__Set of tasks__:
1. Please print the passage of the Catholic Church speech below word for word, starting with "World and Catholic" and going on through "traditional religious values.".
2. In one to three sentences, explain why the Catholic Church speech below says societies move away from traditional religious values.
== Text section
The Catholic Church can not be salvaged – my speech at TCD Historical Society

I spoke last Wednesday at Trinity College Dublin’s Historical Society at a debate on whether the Catholic Church can be salvaged, along with Jerry Buttimer TD, Father Tony Flannery and Sinead O’Connor. Here is my contribution:

As always, thank you for inviting me. I can think of no better way to spend Darwin Day than to be discussing the future of the Catholic Church in a Protestant University.

I am going to argue that, in the long run, the Catholic Church cannot be salvaged.

My argument has nothing to do with the outrageous criminal offences they have committed against children throughout the world, or the outrageous coverup of those crimes by the Catholic Hierarchy. I think that has hastened their demise, but it would have happened anyway.

And it has nothing to do with who happens to be Pope. Pope Benedict wasn’t as bad as the media portrayed him, and Pope Francis isn’t as good as the media portrays him simply. Pope Benedict is not an evil monster simply because he has a James Bond villain smile, and Pope Francis is not a superhero simply because he can tie his own laces and walk across the street by himself.

Neither Pope, despite their different media images, has done a tap to change the theology of the Church in any important area.

Pope Benedict may believe genuinely that he has done a lot to stop child abuse within the Catholic Church, but he hasn’t taken the obvious moral step of realising that dealing with rapists is a job for the police.

Pope Francis may believe that he is being more compassionate to gay people by talking more gently about them, but he is not changing the theology of the Church that being gay is intrinsically morally disordered.

But regardless of who the Pope is, and regardless of their outrageous crimes, the reason that the Catholic Church doesn’t have a future in the long term is due to world demographics and internal Catholic Church demographics.

World and Catholic Church demographics

The world demographics are based on the World Values Survey.

This is an ongoing global research project by a team of interdisciplinary social scientists, who have been researching world values in a scientific way for the past twenty five years. They have discovered that two sets of values dominate the picture.

When individual people are focusing on survival values, then societies have traditional religious values.

But when investment in health, education, communications technology and democracy enable individuals to shift from survival values to self-expression values, that causes society to shift away from traditional religious values and towards secular rational values.

And that is happening throughout the world, at different speeds in different places, with the exception of Africa. Personal values have been shifting towards self-expression, and society values have been shifting towards secular-rational.

Now let’s compare that with the internal demographics of the Catholic Church.

In 1900 there were nearly 270 million Catholics, and three quarters of them lived in the Global North, mostly in Europe and North America.

By 2000 there were 1.1 billion Catholics in the world, and two thirds of them lived in the Global South, mostly in South East Asia, and Latin America and Sub-Saharan Africa.
====
== Provided data
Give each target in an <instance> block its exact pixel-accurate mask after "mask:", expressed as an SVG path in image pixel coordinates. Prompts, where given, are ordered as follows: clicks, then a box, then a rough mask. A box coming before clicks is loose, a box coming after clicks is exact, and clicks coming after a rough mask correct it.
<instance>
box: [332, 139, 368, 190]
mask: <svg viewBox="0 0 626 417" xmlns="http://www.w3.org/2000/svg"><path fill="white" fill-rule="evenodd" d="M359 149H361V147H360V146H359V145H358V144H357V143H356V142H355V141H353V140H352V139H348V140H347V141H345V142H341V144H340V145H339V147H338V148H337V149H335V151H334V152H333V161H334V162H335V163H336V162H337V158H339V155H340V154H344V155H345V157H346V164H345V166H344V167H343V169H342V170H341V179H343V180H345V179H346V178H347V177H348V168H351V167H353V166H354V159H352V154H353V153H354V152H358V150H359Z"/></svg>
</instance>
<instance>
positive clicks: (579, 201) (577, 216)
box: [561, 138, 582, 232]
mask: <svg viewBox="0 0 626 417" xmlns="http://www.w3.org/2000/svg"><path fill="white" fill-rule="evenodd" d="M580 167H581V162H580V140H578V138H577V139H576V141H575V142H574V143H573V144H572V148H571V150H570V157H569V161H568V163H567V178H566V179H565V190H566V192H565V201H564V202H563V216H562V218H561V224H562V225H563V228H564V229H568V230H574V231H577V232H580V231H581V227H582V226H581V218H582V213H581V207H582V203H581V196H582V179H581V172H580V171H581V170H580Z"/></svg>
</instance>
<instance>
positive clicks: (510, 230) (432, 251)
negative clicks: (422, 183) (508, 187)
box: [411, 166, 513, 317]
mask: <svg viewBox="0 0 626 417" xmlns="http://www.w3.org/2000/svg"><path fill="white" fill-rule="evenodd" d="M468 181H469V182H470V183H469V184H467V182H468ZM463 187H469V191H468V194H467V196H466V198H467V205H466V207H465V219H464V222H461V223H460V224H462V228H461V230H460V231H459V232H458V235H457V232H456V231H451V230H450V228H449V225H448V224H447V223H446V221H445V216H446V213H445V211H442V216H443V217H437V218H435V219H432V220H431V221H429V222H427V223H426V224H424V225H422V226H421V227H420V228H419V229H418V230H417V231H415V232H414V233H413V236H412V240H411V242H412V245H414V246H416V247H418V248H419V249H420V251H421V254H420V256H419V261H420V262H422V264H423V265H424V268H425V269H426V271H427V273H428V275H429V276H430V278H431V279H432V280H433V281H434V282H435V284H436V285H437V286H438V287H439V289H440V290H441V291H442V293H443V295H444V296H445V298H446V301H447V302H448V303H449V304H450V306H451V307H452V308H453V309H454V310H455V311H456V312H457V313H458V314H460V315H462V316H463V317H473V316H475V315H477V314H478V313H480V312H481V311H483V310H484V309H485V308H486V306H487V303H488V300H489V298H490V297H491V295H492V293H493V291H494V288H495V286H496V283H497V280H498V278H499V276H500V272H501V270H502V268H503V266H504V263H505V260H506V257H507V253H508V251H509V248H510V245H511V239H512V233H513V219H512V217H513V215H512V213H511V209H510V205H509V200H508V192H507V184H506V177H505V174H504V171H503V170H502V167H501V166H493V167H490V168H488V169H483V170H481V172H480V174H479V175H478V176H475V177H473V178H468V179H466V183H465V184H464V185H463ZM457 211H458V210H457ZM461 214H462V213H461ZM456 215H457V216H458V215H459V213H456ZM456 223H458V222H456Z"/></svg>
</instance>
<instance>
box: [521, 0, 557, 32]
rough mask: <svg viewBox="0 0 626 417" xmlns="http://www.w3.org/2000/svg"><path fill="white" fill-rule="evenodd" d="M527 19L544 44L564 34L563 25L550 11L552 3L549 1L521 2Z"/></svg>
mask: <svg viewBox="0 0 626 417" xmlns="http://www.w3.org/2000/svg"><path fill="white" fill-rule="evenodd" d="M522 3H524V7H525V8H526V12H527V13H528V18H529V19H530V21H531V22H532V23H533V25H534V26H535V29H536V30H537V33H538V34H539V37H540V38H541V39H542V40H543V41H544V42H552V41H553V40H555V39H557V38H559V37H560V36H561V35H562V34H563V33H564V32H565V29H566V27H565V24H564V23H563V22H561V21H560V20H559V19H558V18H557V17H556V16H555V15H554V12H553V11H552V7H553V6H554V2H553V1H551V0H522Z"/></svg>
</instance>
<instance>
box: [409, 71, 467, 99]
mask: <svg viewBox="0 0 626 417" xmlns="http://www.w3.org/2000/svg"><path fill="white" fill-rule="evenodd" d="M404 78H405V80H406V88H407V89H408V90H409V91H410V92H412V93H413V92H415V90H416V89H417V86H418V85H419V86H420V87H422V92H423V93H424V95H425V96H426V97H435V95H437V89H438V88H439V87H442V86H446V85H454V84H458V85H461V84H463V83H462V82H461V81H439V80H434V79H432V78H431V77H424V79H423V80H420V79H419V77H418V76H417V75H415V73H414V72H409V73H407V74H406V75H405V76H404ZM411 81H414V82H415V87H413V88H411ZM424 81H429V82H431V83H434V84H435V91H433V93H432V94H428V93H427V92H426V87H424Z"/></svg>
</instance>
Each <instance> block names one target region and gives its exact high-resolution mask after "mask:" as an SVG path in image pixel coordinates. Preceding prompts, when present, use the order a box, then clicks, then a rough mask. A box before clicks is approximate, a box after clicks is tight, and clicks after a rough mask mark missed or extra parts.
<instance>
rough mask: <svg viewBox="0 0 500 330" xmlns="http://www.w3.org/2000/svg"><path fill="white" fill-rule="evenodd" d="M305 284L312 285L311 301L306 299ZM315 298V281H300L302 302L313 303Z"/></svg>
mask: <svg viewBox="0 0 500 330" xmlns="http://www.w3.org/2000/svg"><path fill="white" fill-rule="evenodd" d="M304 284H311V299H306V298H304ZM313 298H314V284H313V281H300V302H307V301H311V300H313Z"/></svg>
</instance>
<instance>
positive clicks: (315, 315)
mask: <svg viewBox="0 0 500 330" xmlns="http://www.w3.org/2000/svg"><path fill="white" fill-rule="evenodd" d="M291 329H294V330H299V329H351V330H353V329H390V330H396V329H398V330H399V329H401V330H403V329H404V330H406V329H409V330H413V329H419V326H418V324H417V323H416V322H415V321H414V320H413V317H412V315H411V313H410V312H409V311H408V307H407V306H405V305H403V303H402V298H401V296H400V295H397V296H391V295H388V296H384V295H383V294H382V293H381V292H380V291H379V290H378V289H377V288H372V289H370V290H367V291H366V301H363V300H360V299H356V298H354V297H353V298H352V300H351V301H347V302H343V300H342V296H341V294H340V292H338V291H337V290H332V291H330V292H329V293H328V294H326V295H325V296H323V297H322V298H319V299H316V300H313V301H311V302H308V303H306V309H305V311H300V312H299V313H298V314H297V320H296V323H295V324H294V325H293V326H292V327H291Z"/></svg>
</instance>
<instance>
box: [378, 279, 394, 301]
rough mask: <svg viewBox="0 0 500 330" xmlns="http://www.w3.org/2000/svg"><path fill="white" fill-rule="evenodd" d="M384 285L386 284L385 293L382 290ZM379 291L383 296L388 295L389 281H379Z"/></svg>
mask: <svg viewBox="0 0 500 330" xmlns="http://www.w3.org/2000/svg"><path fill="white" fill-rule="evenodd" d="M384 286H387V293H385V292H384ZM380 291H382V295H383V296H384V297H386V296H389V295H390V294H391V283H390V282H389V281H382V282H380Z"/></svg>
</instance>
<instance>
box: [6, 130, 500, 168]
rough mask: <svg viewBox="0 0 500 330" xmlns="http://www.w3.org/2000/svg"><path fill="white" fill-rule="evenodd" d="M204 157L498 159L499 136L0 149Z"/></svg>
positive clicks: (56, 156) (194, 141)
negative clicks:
====
__Answers given__:
1.
World and Catholic Church demographics

The world demographics are based on the World Values Survey.

This is an ongoing global research project by a team of interdisciplinary social scientists, who have been researching world values in a scientific way for the past twenty five years. They have discovered that two sets of values dominate the picture.

When individual people are focusing on survival values, then societies have traditional religious values.

2. According to the speech, investment in health, education, communications technology and democracy lets individuals shift from survival values to self-expression values. That shift causes society to move away from traditional religious values and toward secular rational values.